◆ YOUR INSTRUCTIONS: The sole answer should be the number of lines in the material below that hold "wall".

-- MATERIALS PROVIDED follows --

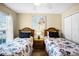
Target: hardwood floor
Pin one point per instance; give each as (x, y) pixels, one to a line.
(39, 52)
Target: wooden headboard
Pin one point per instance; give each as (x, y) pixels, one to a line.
(51, 29)
(26, 29)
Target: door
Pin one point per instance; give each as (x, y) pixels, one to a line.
(67, 27)
(75, 27)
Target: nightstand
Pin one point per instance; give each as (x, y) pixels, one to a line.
(38, 43)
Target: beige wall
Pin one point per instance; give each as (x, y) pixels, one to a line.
(6, 10)
(70, 11)
(53, 20)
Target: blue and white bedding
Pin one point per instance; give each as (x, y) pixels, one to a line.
(17, 47)
(61, 47)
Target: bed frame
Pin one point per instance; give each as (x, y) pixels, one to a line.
(27, 29)
(51, 29)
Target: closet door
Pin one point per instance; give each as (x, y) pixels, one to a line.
(67, 27)
(75, 27)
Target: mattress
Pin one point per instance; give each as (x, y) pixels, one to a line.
(17, 47)
(61, 47)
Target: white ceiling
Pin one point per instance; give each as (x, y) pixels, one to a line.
(42, 8)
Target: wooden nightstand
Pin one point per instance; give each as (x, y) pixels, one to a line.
(38, 43)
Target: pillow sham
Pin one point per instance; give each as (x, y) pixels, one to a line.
(53, 34)
(24, 34)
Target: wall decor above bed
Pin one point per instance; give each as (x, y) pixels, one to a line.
(26, 30)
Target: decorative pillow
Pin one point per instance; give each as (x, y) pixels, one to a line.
(24, 34)
(54, 34)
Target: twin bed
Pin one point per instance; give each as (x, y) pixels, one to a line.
(20, 46)
(23, 45)
(56, 46)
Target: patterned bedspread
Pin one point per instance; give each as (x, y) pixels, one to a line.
(61, 47)
(17, 47)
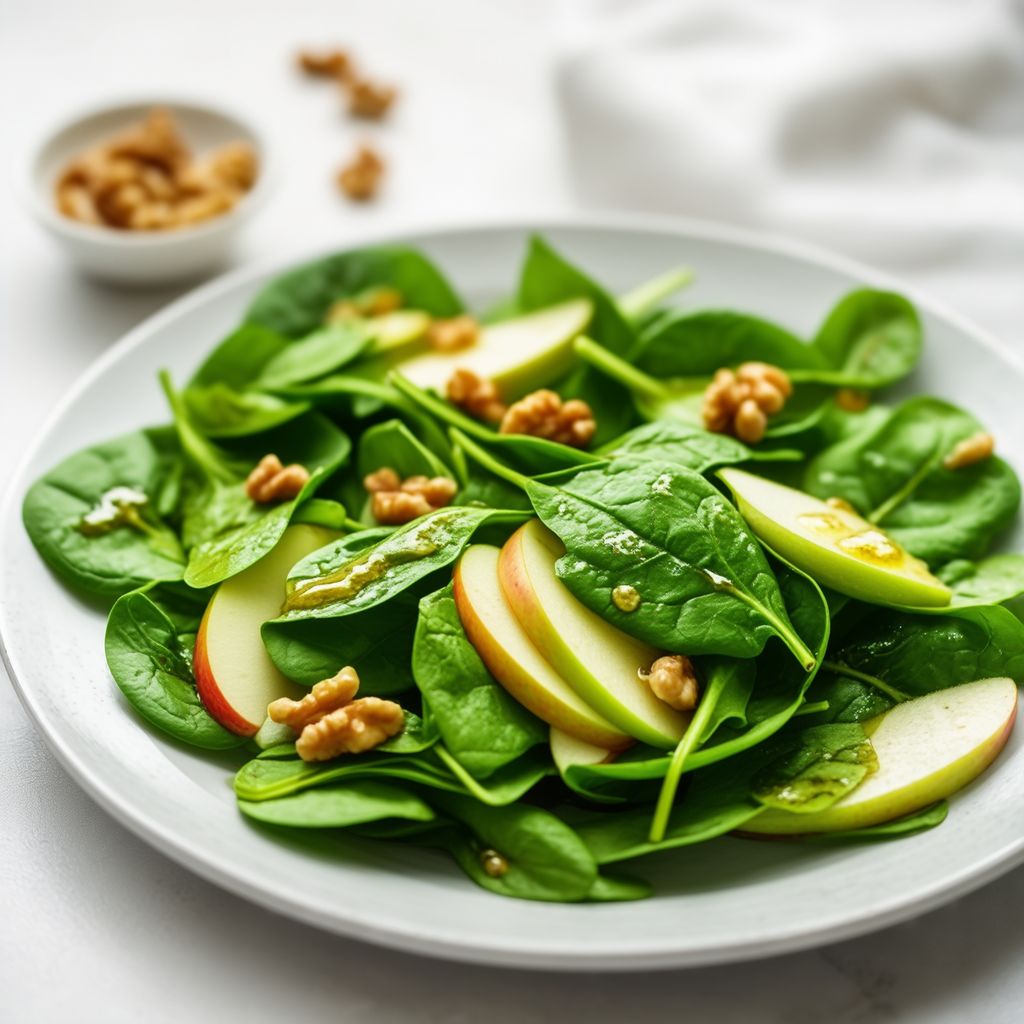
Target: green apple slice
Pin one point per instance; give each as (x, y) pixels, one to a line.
(513, 660)
(600, 663)
(839, 548)
(395, 330)
(567, 751)
(518, 354)
(928, 749)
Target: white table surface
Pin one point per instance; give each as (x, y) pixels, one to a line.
(94, 925)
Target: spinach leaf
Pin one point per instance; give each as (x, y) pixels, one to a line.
(344, 584)
(340, 806)
(296, 303)
(534, 455)
(128, 486)
(894, 476)
(227, 531)
(419, 762)
(705, 585)
(697, 344)
(220, 398)
(689, 445)
(378, 642)
(541, 856)
(717, 801)
(547, 279)
(995, 580)
(869, 339)
(480, 724)
(317, 354)
(810, 769)
(777, 694)
(150, 638)
(907, 655)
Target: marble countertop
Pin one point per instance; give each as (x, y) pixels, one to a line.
(98, 926)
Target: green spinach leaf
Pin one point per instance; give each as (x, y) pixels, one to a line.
(705, 584)
(480, 724)
(150, 638)
(127, 485)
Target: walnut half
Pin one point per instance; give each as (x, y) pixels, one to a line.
(673, 680)
(355, 728)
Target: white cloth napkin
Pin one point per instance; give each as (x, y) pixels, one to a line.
(891, 130)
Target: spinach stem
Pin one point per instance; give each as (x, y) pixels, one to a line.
(689, 742)
(844, 670)
(600, 358)
(483, 458)
(645, 297)
(900, 496)
(474, 787)
(194, 444)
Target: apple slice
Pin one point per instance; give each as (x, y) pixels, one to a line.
(567, 751)
(513, 660)
(518, 354)
(235, 676)
(836, 546)
(600, 663)
(928, 749)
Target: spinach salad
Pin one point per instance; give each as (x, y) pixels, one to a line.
(643, 576)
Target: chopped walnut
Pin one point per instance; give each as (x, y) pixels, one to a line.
(326, 696)
(543, 414)
(740, 402)
(146, 179)
(475, 395)
(395, 502)
(360, 178)
(355, 728)
(366, 99)
(331, 64)
(977, 448)
(384, 479)
(453, 335)
(852, 399)
(673, 680)
(270, 481)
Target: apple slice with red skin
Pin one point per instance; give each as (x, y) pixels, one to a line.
(233, 674)
(512, 658)
(928, 749)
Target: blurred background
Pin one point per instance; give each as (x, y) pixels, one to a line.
(892, 132)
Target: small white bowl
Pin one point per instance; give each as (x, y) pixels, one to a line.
(142, 257)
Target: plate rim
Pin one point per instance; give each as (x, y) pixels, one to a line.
(236, 879)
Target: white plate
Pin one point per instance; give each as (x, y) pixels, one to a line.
(722, 901)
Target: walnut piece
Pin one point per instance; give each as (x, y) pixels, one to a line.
(739, 402)
(270, 481)
(395, 502)
(453, 335)
(145, 179)
(475, 395)
(355, 728)
(975, 449)
(329, 64)
(326, 696)
(673, 680)
(543, 414)
(852, 399)
(366, 99)
(360, 177)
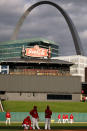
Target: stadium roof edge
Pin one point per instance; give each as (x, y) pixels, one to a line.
(27, 40)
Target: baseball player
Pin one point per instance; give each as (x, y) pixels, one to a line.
(63, 118)
(59, 118)
(48, 114)
(66, 118)
(27, 123)
(35, 117)
(8, 117)
(71, 118)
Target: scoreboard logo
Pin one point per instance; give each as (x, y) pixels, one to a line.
(36, 52)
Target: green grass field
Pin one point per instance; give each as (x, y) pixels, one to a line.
(17, 126)
(23, 106)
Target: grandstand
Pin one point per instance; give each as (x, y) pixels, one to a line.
(27, 72)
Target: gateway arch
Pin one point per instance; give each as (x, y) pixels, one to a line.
(74, 33)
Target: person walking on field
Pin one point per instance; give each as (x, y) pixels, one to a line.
(66, 118)
(59, 118)
(35, 117)
(27, 123)
(63, 118)
(71, 118)
(48, 114)
(8, 117)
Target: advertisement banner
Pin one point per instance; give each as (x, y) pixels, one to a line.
(36, 52)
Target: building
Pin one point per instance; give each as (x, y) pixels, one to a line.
(79, 65)
(30, 74)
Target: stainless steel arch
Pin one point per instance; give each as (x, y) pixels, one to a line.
(76, 39)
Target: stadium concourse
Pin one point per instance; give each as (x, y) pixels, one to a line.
(28, 72)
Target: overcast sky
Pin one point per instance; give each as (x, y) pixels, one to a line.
(45, 21)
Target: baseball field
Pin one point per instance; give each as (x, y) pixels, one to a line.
(22, 106)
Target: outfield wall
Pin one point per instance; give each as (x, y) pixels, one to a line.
(40, 88)
(19, 116)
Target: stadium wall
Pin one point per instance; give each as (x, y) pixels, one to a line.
(19, 116)
(43, 88)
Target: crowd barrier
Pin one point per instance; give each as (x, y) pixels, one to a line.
(19, 116)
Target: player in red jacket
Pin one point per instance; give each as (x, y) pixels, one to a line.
(35, 117)
(27, 123)
(63, 118)
(59, 118)
(71, 118)
(48, 114)
(8, 117)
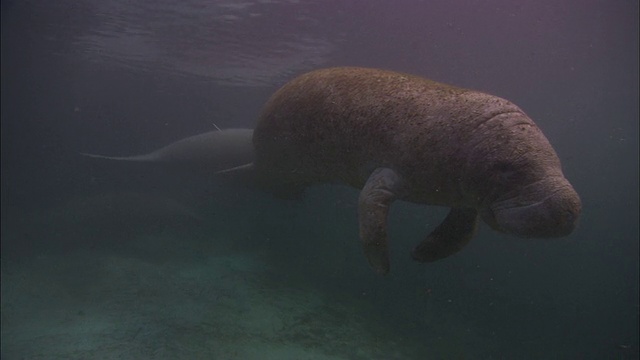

-- MATERIALS PROVIDED concluded --

◆ ANSWER BOX: 4